§ WRITTEN EXERCISE
Arrange every entry below as a numbered list, and skip any blank lines.

§ DATASET ENTRIES
━━━━━━━━━━━━━━━━━━━━

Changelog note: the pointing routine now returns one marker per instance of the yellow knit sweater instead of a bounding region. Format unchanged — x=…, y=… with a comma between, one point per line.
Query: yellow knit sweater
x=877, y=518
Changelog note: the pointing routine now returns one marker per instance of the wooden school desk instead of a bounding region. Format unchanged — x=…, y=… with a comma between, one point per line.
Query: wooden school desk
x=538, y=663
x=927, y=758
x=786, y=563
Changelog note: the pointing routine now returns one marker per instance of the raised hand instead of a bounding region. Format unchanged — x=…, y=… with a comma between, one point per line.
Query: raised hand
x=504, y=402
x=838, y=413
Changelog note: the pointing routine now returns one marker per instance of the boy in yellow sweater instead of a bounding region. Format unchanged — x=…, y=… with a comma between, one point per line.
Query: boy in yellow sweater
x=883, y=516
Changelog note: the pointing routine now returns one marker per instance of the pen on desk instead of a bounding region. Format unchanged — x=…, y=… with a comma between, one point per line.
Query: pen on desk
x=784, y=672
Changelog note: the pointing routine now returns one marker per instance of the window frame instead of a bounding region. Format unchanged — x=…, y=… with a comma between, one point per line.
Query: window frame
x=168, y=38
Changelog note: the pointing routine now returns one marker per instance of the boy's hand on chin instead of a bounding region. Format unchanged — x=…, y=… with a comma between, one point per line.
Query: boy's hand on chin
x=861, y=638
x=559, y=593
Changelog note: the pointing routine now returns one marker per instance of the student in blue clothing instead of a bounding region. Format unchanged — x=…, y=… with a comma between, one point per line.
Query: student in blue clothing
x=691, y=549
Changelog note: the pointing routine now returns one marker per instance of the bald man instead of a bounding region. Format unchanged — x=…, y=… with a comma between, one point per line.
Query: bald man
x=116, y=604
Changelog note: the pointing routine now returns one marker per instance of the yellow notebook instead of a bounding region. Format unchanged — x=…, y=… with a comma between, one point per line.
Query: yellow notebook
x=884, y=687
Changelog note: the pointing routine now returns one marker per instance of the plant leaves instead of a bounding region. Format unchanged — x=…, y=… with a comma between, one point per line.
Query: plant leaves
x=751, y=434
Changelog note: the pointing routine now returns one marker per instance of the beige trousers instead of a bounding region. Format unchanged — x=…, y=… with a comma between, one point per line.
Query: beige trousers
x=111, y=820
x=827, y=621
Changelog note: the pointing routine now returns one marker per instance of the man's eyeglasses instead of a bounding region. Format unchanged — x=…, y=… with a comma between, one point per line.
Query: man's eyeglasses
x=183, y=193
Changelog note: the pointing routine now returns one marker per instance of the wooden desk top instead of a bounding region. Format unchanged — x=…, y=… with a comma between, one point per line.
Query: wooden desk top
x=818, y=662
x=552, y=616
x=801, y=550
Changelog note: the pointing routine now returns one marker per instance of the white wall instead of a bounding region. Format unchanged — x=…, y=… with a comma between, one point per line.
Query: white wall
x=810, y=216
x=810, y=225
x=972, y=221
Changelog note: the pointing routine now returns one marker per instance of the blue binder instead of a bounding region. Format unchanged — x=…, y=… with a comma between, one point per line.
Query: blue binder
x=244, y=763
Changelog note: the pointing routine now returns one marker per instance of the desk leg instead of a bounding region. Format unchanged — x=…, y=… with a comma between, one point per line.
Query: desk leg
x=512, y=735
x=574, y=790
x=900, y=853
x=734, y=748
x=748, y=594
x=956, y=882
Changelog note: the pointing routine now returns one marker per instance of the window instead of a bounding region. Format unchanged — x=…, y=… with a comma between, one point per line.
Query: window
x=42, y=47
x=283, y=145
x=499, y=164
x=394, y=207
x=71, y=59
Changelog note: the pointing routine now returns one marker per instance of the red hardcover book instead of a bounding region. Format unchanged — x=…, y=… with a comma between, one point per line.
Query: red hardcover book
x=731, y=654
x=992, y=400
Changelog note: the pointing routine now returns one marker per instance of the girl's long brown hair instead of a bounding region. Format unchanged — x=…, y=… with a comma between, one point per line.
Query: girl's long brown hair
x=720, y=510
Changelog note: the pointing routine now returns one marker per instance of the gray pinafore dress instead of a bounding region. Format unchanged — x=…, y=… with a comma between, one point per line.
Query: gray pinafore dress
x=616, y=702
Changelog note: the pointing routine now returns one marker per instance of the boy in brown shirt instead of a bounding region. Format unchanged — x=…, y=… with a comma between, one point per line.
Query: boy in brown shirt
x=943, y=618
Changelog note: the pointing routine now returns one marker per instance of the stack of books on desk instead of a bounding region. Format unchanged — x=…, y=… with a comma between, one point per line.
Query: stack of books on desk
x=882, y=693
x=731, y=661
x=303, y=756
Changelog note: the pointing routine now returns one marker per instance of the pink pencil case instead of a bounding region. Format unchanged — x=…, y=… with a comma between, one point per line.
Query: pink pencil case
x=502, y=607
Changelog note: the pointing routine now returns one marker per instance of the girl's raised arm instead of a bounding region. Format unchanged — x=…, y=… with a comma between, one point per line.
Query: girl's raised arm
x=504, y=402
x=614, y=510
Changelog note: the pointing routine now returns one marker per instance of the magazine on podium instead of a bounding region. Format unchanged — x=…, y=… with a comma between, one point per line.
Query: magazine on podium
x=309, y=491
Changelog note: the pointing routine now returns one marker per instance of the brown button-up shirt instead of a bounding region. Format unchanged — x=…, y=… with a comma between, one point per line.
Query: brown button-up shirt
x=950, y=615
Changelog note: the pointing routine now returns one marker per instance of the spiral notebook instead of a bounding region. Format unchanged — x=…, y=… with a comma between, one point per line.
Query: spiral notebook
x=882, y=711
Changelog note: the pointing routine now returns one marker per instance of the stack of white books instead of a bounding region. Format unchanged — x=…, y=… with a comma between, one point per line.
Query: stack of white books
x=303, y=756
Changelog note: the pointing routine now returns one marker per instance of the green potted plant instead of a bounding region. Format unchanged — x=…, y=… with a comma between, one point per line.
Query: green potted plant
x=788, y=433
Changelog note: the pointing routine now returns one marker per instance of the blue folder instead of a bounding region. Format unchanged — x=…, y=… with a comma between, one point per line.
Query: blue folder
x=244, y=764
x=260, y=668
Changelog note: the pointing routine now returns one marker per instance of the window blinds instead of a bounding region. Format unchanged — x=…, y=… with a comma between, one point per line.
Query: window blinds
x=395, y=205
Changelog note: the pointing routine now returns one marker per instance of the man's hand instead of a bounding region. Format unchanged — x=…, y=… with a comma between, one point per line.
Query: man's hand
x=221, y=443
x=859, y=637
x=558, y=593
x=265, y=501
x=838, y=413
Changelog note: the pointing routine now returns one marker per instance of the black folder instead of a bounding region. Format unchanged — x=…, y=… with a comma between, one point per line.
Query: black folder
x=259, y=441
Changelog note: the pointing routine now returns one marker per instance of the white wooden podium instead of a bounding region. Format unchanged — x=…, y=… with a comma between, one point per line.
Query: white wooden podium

━━━━━━━━━━━━━━━━━━━━

§ COMPLETED TASK
1. Changelog note: the pointing routine now returns one marker per instance of the yellow knit sweater instead of a bounding region. Format unchanged — x=…, y=… with a comma between, one point per line.
2. Query: yellow knit sweater
3. x=877, y=518
4. Changelog note: the pointing routine now returns one marker per instance of the wooden school desk instead of a bounding region. Format unchanged — x=…, y=… with a comma between, one point per line.
5. Query: wooden school desk
6. x=538, y=663
7. x=927, y=758
8. x=786, y=563
9. Changelog note: the pointing routine now returns one marker per instance of the raised hand instead of a bounding region. Format unchanged — x=…, y=… with a comma between, one point per line.
10. Query: raised hand
11. x=504, y=402
12. x=838, y=413
13. Changelog note: the pointing routine now returns one marker per instance of the boy in yellow sweater instead of a bounding region. Format unchanged — x=…, y=… with a comma between, one point per line.
14. Query: boy in yellow sweater
15. x=883, y=516
16. Changelog note: the pointing routine now returns one marker per instance of the pen on desk instead of a bounding region. Format unchanged — x=…, y=… with a comma between, one point per line.
17. Query: pen on desk
18. x=784, y=672
19. Changelog note: the pointing routine now returns one marker per instance of the window frame instead of a bounding region. Format unchanged — x=…, y=… with a comma between, one point per line.
20. Query: window frame
21. x=168, y=38
22. Changelog note: the pointing routine now returns one marker per instance of the boy's hand on chin instead of a bounding region. Format unchanged — x=…, y=… with a comma between, one point per line.
23. Query: boy's hand on chin
24. x=861, y=638
25. x=559, y=593
26. Changelog note: the pointing routine now returns one marker per instance of the student in blue clothing instead of a bounding region. Format unchanged — x=…, y=… with a comma between, one point per line.
27. Query: student in blue clothing
28. x=691, y=549
29. Changelog note: the pointing routine now returns one marker per instance of the bald man instead of a bounding region. Format unchanged — x=…, y=… with a comma between, one point per line.
30. Query: bald man
31. x=116, y=604
32. Changelog note: the pointing routine now returns one marker per instance of the yellow notebook instead of a bounding region. Format unchanged — x=…, y=… with a comma between, one point per line.
33. Query: yellow notebook
34. x=884, y=687
35. Changelog note: the pointing routine now returns one marker per instance of the plant leaves instead of a bounding region. Format unchanged — x=…, y=… with a comma between, one point per line.
36. Query: plant leaves
37. x=751, y=434
38. Changelog note: the pointing routine now returns one marker per instance of the beige trousers instead of a bounding region. Format unchanged — x=…, y=… with a comma between, one point per line.
39. Query: beige trousers
40. x=111, y=820
41. x=827, y=621
42. Changelog note: the pointing routine now returns one marker per instance of the man's eyeglasses instead of a bounding region. Format unchanged — x=…, y=… with a comma between, one point per line.
43. Query: man's eyeglasses
44. x=183, y=193
45. Changelog note: the pointing routine now returns one marker per instance of the wooden desk top instead of a bounding region. Format unchanged — x=…, y=… with a comma between, one point per line.
46. Query: wooden desk top
47. x=818, y=662
48. x=552, y=616
49. x=801, y=550
50. Changelog note: the pointing routine now returns one marker per instance of the white wall instead of a bounding region. Format unchanged — x=…, y=… with a comma between, one point per line.
51. Query: white wall
52. x=810, y=216
53. x=810, y=225
54. x=972, y=221
55. Changelog note: the pointing routine now returns one marker per instance of the blue binder instead of a bounding region. Format unchanged — x=…, y=… with a comma between, one point per line.
56. Query: blue binder
57. x=244, y=763
58. Changelog note: the pointing routine now returns one marker per instance of the desk leg instead of a bounding region. Format unchanged — x=…, y=… with a comma between, one point per line.
59. Query: desk leg
60. x=512, y=735
61. x=574, y=790
62. x=900, y=853
63. x=734, y=748
64. x=748, y=594
65. x=956, y=882
66. Changelog note: the pointing routine now returns one marker per instance of the window instead of a bounding region. Format unchanged — x=…, y=… with a comma between, one point per line.
67. Query: window
68. x=42, y=47
69. x=283, y=145
70. x=499, y=164
71. x=394, y=207
72. x=71, y=59
73. Changelog note: the pointing routine now returns one marker per instance of the red hardcover book instead of a bounding region. Format unchanged — x=…, y=… with a comma between, one point per line.
74. Query: red hardcover book
75. x=731, y=654
76. x=992, y=400
77. Changelog note: the pointing routine now returns one marker per instance of the girl's long brown hair instead of a bounding region. Format unchanged — x=…, y=… with a comma between, one point per line.
78. Query: girl's long brown hair
79. x=720, y=510
80. Changelog note: the pointing routine now returns one marker per instance of the gray pinafore dress instead of a bounding region. Format unchanged — x=…, y=… with a comma between, one point per line.
81. Query: gray pinafore dress
82. x=616, y=702
83. Changelog note: the pointing routine now returns one marker per instance of the boy in brown shirt instead of a bounding region. Format unchanged — x=…, y=… with a comma between, one point per line.
84. Query: boy in brown shirt
85. x=943, y=618
86. Changelog note: the pointing routine now returns one marker per instance of the stack of books on desk instead of a bounding region. Format unchanged — x=…, y=… with a comma between, one point per line.
87. Query: stack of books on desk
88. x=882, y=693
89. x=731, y=661
90. x=303, y=756
91. Changelog note: the pointing routine now returns one marker per instance of the pink pencil case instead of a bounding region. Format unchanged — x=…, y=… with a comma between, one point per line.
92. Query: pink pencil case
93. x=502, y=607
94. Changelog note: the pointing routine now returns one marker per instance of the girl's raised arm instead of a bounding region. Format unchanged — x=…, y=… with a comma between, one point per line.
95. Query: girl's raised arm
96. x=504, y=402
97. x=614, y=510
98. Changelog note: the pointing routine now returns one marker per instance of the magazine on podium instead of a bounding region. Format unchanged — x=…, y=… with a comma between, one point per line.
99. Query: magazine on podium
100. x=309, y=491
101. Changelog note: the pointing routine now returns one marker per instance of the brown button-up shirt instead of a bounding region. Format unchanged — x=…, y=… with a comma between, one point per line.
102. Query: brown button-up shirt
103. x=950, y=615
104. Changelog note: the pointing routine now returns one marker per instance of the spiral notebook instead of a bounding region. Format unchanged — x=…, y=… with a comma between, one point per line.
105. Query: spiral notebook
106. x=882, y=711
107. Changelog note: the pointing routine now returns one marker per instance of the stack of white books instead of a bounding region. Format unchanged — x=…, y=… with a comma between, one point per line.
108. Query: stack of white books
109. x=303, y=756
110. Changelog note: the pointing routine now returns one marker per instance of the green potted plant instead of a bounding region. Format unchanged — x=…, y=… with a comma between, one point per line.
111. Query: green potted plant
112. x=788, y=433
113. Changelog note: the pointing routine now returns one marker per instance of the blue folder instead of a bounding region. Format unchanged — x=…, y=… with a comma between, one point per line.
114. Query: blue folder
115. x=244, y=764
116. x=260, y=668
117. Changelog note: the pointing routine now returns one marker per instance of the window blinds instead of a bounding region. Format unchanged — x=…, y=… with a comma between, one point per line.
118. Query: window blinds
119. x=395, y=205
120. Changelog note: the pointing routine now returns one marker per instance of the man's hand instead of a bounding region. Format unchanged — x=…, y=… with a comma between, one point per line.
121. Query: man's hand
122. x=221, y=443
123. x=859, y=637
124. x=558, y=593
125. x=265, y=501
126. x=838, y=413
127. Changelog note: the pointing routine now returns one marker per instance of the black folder instead of a bounding region. Format unchanged — x=…, y=… with a comma between, one point per line.
128. Query: black folder
129. x=259, y=441
130. Changelog note: the pointing routine now returns one marker per instance of the white wooden podium instead of a bounding region. Format unchanged — x=…, y=… with a comma between, one point per line.
131. Query: white wooden podium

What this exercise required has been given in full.